_Textauszug_.
_ _ _
Der deutsche Traum
Rote Signallampen zucken über das dunkle Meer. Alles ist rot, der Himmel, das Wasser, eine schemenhafte Atmosphäre. Francis versucht seine Freundin Ida zu retten, doch es gelingt ihm nicht. Immer wieder tauchen Bilder der im roten Wasser versinkenden Ida in dem dreistündigen Film von Burhan Qurbani auf, der mit Spannung erwartet wurde in diesem seltsamen, oftmals sehr cinephilen Berlinale-Wettbewerb. Qurbani hat den Großstadt-Roman von Alfred Döblin neu adaptiert, ein mutiges Unterfangen angesichts der großen Fußstapfen eines Rainer Werner Fassbinders, der den Roman als 15-stündige Fernsehserie 1979/80 verfilmte – damals hochgelobt.
_ _ _
_Aufgaben_.
1. Gib aus der Filmbesprechung alles von „Der deutsche Traum“ bis hinunter zu „verfilmte – damals hochgelobt.“ unverändert wieder.
2. Beantworte anhand der Filmbesprechung die folgenden Fragen:
(a) Wen versucht Francis zu retten?
(b) Wie lang ist der Film von Burhan Qurbani?
(c) Wer verfilmte den Roman 1979/80 als Fernsehserie?
3. Fasse den Absatz der Filmbesprechung, der mit „Rote Signallampen zucken“ beginnt, kürzer zusammen und behalte dabei seine wichtigsten Fakten bei.

_Datensatzeinträge_.
_ _ _
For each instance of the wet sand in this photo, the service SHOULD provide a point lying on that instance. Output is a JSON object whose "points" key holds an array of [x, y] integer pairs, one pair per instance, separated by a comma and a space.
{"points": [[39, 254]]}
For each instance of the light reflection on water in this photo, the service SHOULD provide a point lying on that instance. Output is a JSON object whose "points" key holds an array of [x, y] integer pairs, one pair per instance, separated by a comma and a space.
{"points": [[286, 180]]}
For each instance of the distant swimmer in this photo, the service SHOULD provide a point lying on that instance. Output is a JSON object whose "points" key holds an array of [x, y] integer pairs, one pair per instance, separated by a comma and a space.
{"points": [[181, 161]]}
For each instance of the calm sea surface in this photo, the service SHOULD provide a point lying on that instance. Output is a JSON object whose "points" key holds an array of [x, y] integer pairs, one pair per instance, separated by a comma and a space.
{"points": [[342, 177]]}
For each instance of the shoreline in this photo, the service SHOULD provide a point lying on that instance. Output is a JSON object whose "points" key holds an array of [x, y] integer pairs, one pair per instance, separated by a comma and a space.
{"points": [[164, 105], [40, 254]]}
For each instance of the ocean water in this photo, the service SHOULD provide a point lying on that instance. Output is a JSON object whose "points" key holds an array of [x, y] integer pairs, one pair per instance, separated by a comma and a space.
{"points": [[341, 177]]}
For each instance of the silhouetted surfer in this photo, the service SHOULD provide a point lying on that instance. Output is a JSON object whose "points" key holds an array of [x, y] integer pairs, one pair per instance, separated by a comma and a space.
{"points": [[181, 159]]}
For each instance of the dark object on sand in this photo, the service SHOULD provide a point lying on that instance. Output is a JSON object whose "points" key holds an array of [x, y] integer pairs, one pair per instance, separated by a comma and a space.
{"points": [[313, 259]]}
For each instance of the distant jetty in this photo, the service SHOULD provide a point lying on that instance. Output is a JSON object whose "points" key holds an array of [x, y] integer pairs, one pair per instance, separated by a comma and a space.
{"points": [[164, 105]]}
_ _ _
_Lösungen_.
1.
Der deutsche Traum
Rote Signallampen zucken über das dunkle Meer. Alles ist rot, der Himmel, das Wasser, eine schemenhafte Atmosphäre. Francis versucht seine Freundin Ida zu retten, doch es gelingt ihm nicht. Immer wieder tauchen Bilder der im roten Wasser versinkenden Ida in dem dreistündigen Film von Burhan Qurbani auf, der mit Spannung erwartet wurde in diesem seltsamen, oftmals sehr cinephilen Berlinale-Wettbewerb. Qurbani hat den Großstadt-Roman von Alfred Döblin neu adaptiert, ein mutiges Unterfangen angesichts der großen Fußstapfen eines Rainer Werner Fassbinders, der den Roman als 15-stündige Fernsehserie 1979/80 verfilmte – damals hochgelobt.

2.
(a) Seine Freundin Ida.
(b) Drei Stunden.
(c) Rainer Werner Fassbinder.

3. In einer ganz in Rot getauchten Szene auf dem Meer scheitert Francis daran, seine Freundin Ida zu retten. Bilder der versinkenden Ida kehren in Burhan Qurbanis dreistündigem Film immer wieder. Der Film wurde im Berlinale-Wettbewerb mit Spannung erwartet. Qurbani hat Alfred Döblins Großstadt-Roman neu verfilmt. Das ist ein mutiges Vorhaben, denn Rainer Werner Fassbinder hatte den Roman 1979/80 als hochgelobte 15-stündige Fernsehserie umgesetzt.